Only the pictures should be dropped; copy the rest of the entries exactly.

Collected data
● ● ● ● ● ● ●
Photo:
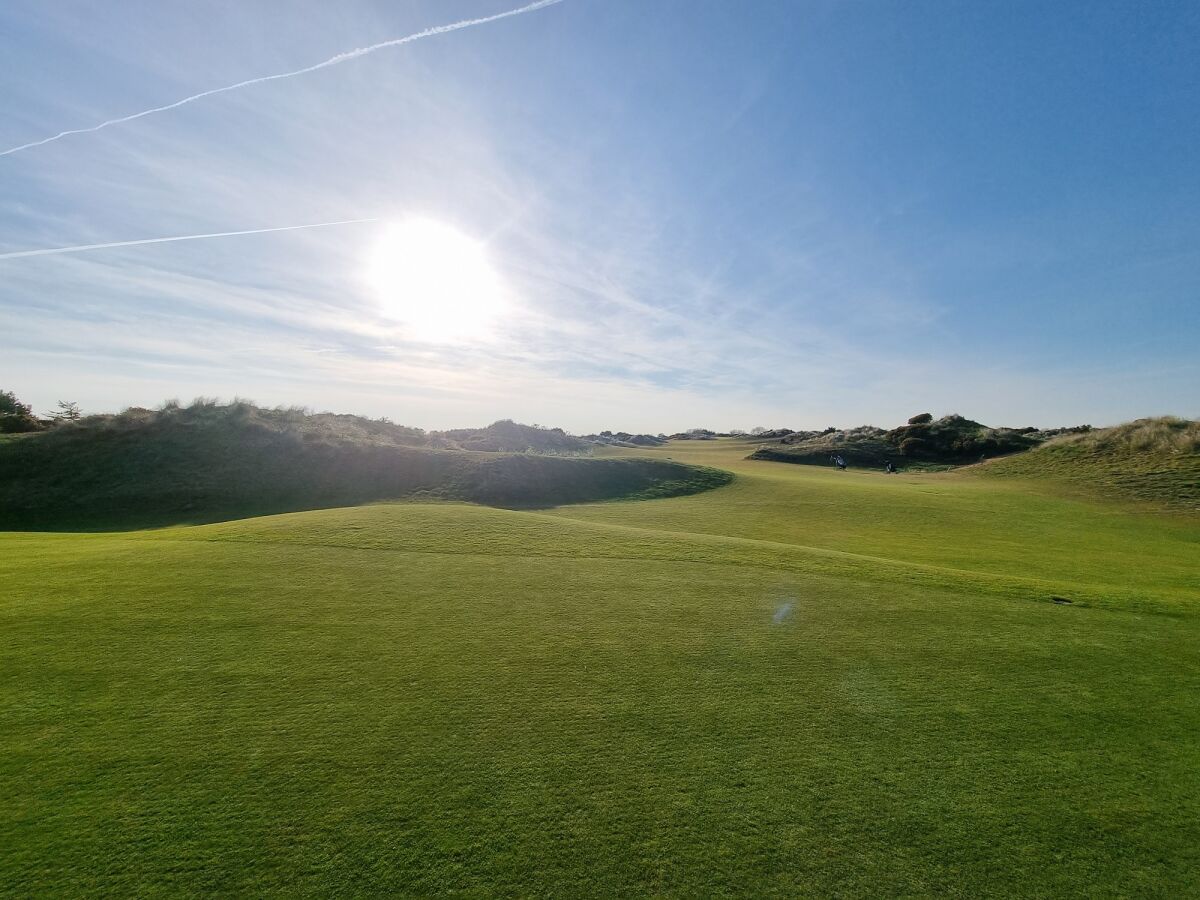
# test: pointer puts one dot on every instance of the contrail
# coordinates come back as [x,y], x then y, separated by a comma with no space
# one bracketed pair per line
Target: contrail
[83,247]
[331,61]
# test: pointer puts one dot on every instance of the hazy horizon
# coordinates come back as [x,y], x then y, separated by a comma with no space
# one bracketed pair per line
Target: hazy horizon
[631,217]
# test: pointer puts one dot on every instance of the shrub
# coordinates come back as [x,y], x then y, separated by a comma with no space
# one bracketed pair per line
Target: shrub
[16,418]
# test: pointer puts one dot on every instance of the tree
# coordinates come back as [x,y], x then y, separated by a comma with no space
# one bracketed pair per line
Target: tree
[69,412]
[16,418]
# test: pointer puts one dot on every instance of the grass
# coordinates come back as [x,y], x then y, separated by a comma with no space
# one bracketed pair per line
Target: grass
[804,683]
[210,462]
[1153,460]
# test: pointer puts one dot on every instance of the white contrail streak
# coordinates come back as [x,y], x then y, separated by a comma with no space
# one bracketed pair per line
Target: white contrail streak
[331,61]
[83,247]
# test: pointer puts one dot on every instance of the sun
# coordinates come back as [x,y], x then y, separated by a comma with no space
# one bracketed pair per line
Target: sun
[436,281]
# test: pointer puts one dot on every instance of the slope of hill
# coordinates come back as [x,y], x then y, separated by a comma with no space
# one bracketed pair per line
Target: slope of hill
[1155,460]
[211,462]
[949,441]
[809,683]
[509,437]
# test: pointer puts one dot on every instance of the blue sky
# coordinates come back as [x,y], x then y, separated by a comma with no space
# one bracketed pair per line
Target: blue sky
[706,214]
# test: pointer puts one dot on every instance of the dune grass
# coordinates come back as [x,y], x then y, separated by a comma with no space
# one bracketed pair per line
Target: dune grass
[804,683]
[213,462]
[1152,460]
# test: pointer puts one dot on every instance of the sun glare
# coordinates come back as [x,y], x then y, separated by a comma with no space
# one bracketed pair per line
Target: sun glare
[436,281]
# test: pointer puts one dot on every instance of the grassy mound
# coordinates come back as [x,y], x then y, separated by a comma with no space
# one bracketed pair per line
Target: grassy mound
[922,444]
[211,462]
[1155,460]
[807,684]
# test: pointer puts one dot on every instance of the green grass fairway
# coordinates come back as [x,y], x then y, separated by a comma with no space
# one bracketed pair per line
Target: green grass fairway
[804,683]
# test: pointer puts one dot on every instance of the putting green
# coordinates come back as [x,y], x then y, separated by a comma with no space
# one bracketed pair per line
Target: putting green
[807,682]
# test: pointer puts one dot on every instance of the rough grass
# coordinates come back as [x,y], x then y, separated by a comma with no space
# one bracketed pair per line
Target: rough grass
[805,683]
[211,462]
[1153,460]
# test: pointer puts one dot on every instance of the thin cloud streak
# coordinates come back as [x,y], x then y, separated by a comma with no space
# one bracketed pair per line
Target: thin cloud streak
[84,247]
[331,61]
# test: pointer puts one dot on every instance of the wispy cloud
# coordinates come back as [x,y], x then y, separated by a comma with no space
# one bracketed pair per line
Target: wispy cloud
[325,64]
[109,245]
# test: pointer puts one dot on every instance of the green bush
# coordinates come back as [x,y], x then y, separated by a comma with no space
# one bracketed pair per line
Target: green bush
[16,418]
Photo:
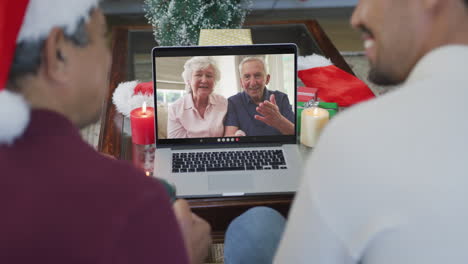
● ● ● ● ● ● ●
(Solution):
Photo:
# test: pointer puts one dot on every instance of the contrail
# coordinates come back as [x,y], x then y, separated by a comma with no space
# one bracketed pair per line
Target: contrail
[83,247]
[331,61]
# test: pointer puts one dot on every instance of the hazy horizon
# coordinates come back as [x,y], x then y, separated by a comma with no space
# one bracketed pair per line
Target: hazy horizon
[631,217]
# test: pointer puts one dot on every instance of the shrub
# coordinates come back as [x,y], x then y, separated by a comma with no space
# one bracketed pair per line
Target: shrub
[16,418]
# test: pointer puts one dot on every instance of the tree
# coordinates come back as [x,y], x then y, separated by a comma with no space
# one bracketed pair per line
Target: tree
[69,412]
[16,418]
# test: pointer puts one dot on every instance of the grass
# coordinates come back as [x,y], x then y, separated by a comma with no space
# one bracketed pair per line
Target: grass
[804,683]
[210,462]
[1153,460]
# test: pointer puts one dot on every instance of the white contrail streak
# coordinates come back as [x,y], x then y, separated by a comma with no space
# one bracketed pair per line
Target: white contrail streak
[331,61]
[83,247]
# test: pointer puts one dot on every instance of the sun
# coordinates come back as [x,y], x then y, separated by a comma with no space
# one bracketed pair per line
Target: sun
[436,281]
# test: pointer puts one dot on every instance of the slope of hill
# coordinates come back as [x,y], x then y, separated by a comma with no space
# one bracketed pair per line
Target: slope of hill
[1155,460]
[211,462]
[949,441]
[809,683]
[509,437]
# test: pointer puts one dot on every instance of the blue sky
# coordinates come back as [x,y], x then y, separated by a comma with no space
# one bracketed pair per line
Target: blue sky
[706,214]
# test: pointer puts one dot on every instance of the dune grass
# coordinates come back as [x,y], x then y, separated by a comma with no space
# one bracketed pair per line
Target: dune grass
[804,683]
[213,462]
[1152,460]
# test: pointer puts one dot on every instance of the sun glare
# coordinates come back as [x,y], x then y, separated by a comma with no space
# one bracketed pair per line
Target: sun glare
[436,281]
# test: pointer puts one dot on every instance of the grassy mound
# coordinates come back as [x,y], x then y, separated by a comma with no space
# one bracketed pair per line
Target: grassy mound
[922,444]
[211,462]
[1155,460]
[807,684]
# test: pointer puts one dot on every instance of the green grass fairway
# coordinates come back as [x,y], x then y, separated by a comma with no space
# one bracketed pair per line
Target: green grass fairway
[804,683]
# test: pointer puts one dot on every instance of the putting green
# coordinates come back as [x,y], x then y, separated by a comma with no space
# one bracketed pair per line
Target: putting green
[807,682]
# test: pointer puts one dot on every instance of the rough grass
# coordinates come back as [x,y], x then y, separated by a comma with no space
# one bracketed pair per line
Target: rough grass
[805,683]
[211,462]
[1153,460]
# test: pointer puts one dot on every instance of the thin cloud streak
# coordinates come back as [x,y], x then y, separated by a comma with no space
# one bracketed pair per line
Target: thin cloud streak
[84,247]
[331,61]
# test: pointer puts one dot on every instance of the wispy cloud
# coordinates come back as [x,y], x then y, separated by a comma with no space
# one bracketed pair per line
Target: wispy cloud
[325,64]
[109,245]
# test: pointer puts one dot on every instance of the green bush
# coordinates come back as [x,y], x then y, separated by a comma with no space
# one bracketed pair per line
Target: green bush
[16,418]
Photo:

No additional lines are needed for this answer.